### STATED TASK:
Return the lines below exactly, starting with the line that contains "If you could drop a marker on the tuning" and stopping after the last line.

(Dataset rows on where objects appear)
:::::

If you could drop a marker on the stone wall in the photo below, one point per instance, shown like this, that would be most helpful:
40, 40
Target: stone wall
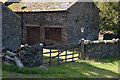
103, 48
11, 29
79, 15
83, 14
42, 20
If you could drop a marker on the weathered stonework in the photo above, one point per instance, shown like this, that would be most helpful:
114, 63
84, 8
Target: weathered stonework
103, 48
11, 29
79, 15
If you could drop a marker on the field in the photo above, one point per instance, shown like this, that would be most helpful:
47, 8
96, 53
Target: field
95, 68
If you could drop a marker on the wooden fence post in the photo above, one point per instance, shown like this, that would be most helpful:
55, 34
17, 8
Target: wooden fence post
58, 56
82, 48
42, 54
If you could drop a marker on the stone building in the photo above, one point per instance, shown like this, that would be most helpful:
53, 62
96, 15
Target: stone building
58, 22
10, 28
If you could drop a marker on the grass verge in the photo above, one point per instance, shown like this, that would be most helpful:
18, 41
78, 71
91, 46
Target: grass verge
97, 68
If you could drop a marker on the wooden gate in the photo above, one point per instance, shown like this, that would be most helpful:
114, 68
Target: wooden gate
33, 35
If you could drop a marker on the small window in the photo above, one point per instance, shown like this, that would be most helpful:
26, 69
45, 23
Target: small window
53, 34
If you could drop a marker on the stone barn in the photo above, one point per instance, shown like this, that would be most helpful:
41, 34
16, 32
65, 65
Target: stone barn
57, 22
10, 28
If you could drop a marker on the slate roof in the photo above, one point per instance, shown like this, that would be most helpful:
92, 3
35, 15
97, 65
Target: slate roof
40, 6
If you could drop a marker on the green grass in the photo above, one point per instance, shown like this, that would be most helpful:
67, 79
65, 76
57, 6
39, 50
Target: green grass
97, 68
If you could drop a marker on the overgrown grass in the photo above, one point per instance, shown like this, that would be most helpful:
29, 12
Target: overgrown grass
97, 68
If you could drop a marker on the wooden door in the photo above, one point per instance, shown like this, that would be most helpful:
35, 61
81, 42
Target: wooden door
33, 35
53, 34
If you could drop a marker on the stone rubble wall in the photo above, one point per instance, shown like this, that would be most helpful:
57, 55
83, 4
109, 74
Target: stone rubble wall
102, 48
11, 29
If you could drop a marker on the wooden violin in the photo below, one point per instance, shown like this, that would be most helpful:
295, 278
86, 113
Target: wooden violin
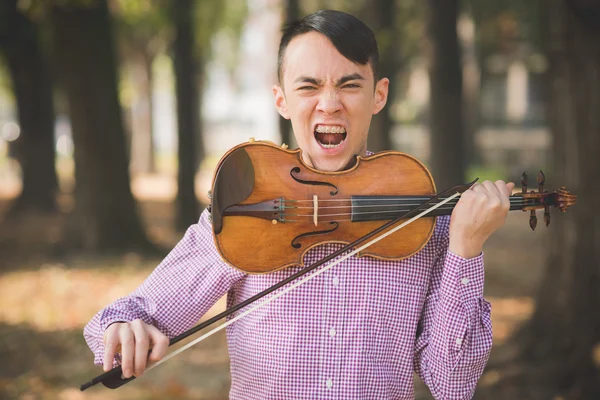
269, 208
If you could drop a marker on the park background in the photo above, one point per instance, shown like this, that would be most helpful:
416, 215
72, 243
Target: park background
113, 114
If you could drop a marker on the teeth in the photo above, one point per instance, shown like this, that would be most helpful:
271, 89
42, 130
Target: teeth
330, 129
332, 146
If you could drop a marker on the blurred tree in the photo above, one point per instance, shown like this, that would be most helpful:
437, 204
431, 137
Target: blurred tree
186, 63
382, 16
291, 11
564, 333
196, 23
446, 114
32, 86
105, 215
143, 30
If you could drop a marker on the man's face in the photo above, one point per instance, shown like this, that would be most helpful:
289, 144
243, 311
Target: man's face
330, 101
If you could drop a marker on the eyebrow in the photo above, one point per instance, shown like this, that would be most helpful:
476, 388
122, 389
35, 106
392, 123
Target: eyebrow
340, 82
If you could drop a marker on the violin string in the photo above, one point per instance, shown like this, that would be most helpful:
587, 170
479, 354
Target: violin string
294, 285
382, 205
391, 198
353, 213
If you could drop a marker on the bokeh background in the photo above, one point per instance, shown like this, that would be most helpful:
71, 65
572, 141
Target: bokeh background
113, 114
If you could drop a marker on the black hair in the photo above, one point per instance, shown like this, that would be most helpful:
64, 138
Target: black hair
350, 36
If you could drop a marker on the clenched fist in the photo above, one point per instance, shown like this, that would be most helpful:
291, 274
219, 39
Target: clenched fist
480, 211
134, 338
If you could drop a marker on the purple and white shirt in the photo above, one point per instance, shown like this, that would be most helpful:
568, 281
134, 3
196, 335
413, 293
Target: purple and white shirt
357, 331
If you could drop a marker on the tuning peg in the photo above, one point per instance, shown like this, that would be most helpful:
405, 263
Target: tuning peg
524, 182
532, 220
541, 181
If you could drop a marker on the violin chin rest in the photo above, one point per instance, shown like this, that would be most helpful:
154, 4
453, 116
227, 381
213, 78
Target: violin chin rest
232, 184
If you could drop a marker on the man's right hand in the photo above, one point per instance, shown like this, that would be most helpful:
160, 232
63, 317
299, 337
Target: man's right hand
134, 338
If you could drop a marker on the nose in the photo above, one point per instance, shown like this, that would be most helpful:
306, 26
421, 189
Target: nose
329, 102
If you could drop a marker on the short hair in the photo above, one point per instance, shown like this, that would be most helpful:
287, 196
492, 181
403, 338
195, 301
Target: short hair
349, 35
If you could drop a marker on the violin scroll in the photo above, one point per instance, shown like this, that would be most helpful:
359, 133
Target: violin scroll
543, 199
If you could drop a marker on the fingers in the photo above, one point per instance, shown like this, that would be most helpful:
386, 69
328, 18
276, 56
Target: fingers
142, 343
111, 342
160, 343
127, 349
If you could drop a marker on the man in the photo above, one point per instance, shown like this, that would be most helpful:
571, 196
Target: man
359, 330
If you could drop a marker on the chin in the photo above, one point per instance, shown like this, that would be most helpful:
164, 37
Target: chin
333, 164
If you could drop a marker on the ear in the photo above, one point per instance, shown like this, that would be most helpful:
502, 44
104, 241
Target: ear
381, 91
280, 103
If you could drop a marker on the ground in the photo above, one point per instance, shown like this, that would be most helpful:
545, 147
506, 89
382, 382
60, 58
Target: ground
47, 300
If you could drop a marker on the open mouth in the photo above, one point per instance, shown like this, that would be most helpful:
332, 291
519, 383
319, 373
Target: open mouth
330, 136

:::::

### REPLY TO THE EXERCISE:
If you could drop a marker on the tuning peg in the photo above, one point per instance, shown like this, that would be most helpful:
405, 263
Target: tuning peg
524, 182
532, 220
541, 181
If you could drop a marker on the violin chin rest in the photo above, one point per instance, shown like this, that would be most helpful:
154, 4
453, 116
227, 381
213, 78
Target: violin chin rest
232, 184
If you could drop a marker on the man's right hand in the photo above, one point per instance, shown like this, that would be most helpful:
160, 232
63, 317
299, 337
Target: man's right hand
134, 338
If you could drop a marker on the nose in the photo above, one point per instance, shown like this, that would be most helpful:
306, 26
421, 189
Target: nose
329, 102
If you could drop a marker on the short hair in the photo above, one point per instance, shown like this, that would be most helpful:
287, 196
492, 181
403, 338
195, 301
Target: short hair
349, 35
If you could drop a marker on the violin scroll in the photo above, one point per instance, shown like this, that would be most helpful:
359, 133
Target: violin scroll
543, 199
If you could drop a marker on the fingers in the photo above, one point per instance, shown like this, that would be most helpful:
386, 69
328, 18
276, 56
Target: fingers
142, 343
111, 342
160, 343
127, 349
If you could drop a marker on the man in the photo above, one point per instance, shown like this, that would be most helpful:
571, 196
Target: man
359, 330
If you could drop a marker on the chin in the photo above, one point per instance, shown like this, that would be most helpful:
164, 37
Target: chin
333, 164
If you could drop a marker on the ear in the photo above, one point per instance, shown like this, that would be most helpful:
502, 44
104, 241
Target: ear
381, 91
280, 103
If you could drop a marker on the ground in the photo above, one point per instance, shown like this, that would be most helpful:
545, 147
506, 89
382, 382
60, 58
Target: ground
47, 300
If you could drop a marker on the open mouth in the photo above, one point per instance, shown like this, that would be most helpful:
332, 291
519, 383
319, 373
Target: open mouth
330, 136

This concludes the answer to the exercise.